### STATED GOAL
Lay out the data as a numbered list, starting at the line with "y=55, one point per instance." and ending at the line with "x=210, y=61", both included, and leave out any blank lines.

### RECORDS SHOWN

------------------------------------------------

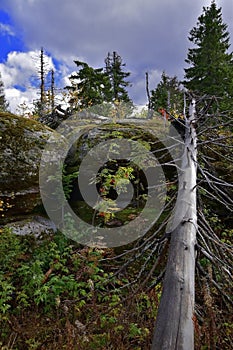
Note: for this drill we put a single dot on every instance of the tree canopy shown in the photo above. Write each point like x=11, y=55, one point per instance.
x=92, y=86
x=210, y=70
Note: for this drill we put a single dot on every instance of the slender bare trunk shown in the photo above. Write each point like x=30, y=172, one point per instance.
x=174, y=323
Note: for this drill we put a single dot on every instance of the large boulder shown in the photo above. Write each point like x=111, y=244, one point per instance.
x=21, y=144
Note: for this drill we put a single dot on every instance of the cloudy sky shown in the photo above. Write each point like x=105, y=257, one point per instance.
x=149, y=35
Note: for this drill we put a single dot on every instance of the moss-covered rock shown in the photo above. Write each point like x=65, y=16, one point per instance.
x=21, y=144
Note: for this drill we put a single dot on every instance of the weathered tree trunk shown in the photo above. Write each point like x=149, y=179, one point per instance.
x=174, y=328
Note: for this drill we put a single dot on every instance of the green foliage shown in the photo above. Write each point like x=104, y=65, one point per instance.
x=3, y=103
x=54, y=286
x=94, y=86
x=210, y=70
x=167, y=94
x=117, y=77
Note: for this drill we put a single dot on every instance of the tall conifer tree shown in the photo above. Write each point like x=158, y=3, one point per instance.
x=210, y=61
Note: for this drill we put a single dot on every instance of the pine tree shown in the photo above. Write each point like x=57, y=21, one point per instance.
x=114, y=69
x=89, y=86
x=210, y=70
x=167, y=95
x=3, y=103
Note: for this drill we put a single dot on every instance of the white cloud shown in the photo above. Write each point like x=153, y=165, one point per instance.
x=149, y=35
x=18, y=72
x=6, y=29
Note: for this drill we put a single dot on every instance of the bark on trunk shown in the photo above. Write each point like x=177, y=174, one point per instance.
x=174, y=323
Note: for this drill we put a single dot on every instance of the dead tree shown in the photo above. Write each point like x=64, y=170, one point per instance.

------------------------------------------------

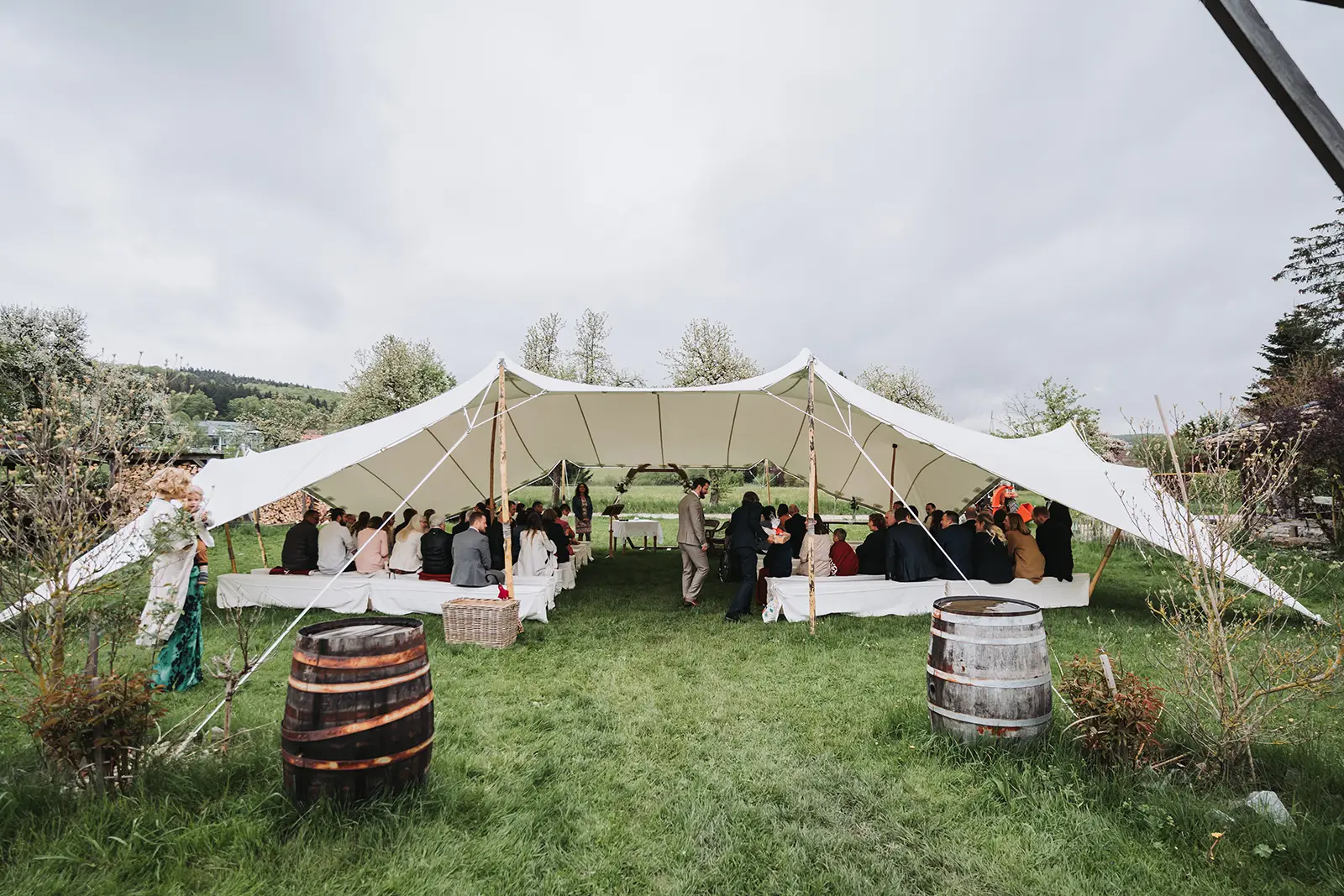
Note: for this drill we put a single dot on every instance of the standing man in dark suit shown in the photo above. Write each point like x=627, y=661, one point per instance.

------------------------------------------------

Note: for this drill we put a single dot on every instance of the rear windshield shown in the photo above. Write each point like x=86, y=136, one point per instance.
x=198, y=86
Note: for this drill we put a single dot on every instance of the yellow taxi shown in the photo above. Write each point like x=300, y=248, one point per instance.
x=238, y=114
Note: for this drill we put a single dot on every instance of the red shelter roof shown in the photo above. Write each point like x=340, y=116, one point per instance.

------------------------------------------------

### THE RESPONSE
1. Note: for this drill we put a single dot on every instance of the tree canopy shown in the photo above. Write each point like x=11, y=55, one point per instance.
2. x=92, y=86
3. x=210, y=70
4. Note: for this drill we put a single dot on every instance of the slender bare trunk shown in the photo above. Write each point like x=30, y=172, one point per instance.
5. x=174, y=323
6. Note: for this drill we put a single dot on every instance of the large boulder shown in the photo above. Write each point like x=111, y=244, one point per instance.
7. x=21, y=144
8. Note: for this drill we put a single dot on every instance of the cloudy sky shown in the photo above. Write each point like x=105, y=257, one point per instance.
9. x=149, y=35
10. Note: for this drill we put a single dot on every instance of the moss-covered rock shown in the photo above. Write each point like x=65, y=16, one point per instance.
11. x=21, y=144
12. Note: for this drill we put a single dot on every instance of the weathered tree trunk shown in the photo above. Write each point like x=149, y=179, one point per instance.
13. x=174, y=328
14. Note: for this drill we put a single dot on every instance of the green foliage shown in the photo above. Write each point like x=104, y=65, one point per instance.
15. x=3, y=103
16. x=54, y=286
17. x=94, y=86
18. x=210, y=70
19. x=167, y=94
20. x=117, y=77
21. Note: for this drill we put a single dot on every instance of the tall conifer tree shown in the photo above. Write each point like x=158, y=3, one point per instance.
22. x=210, y=61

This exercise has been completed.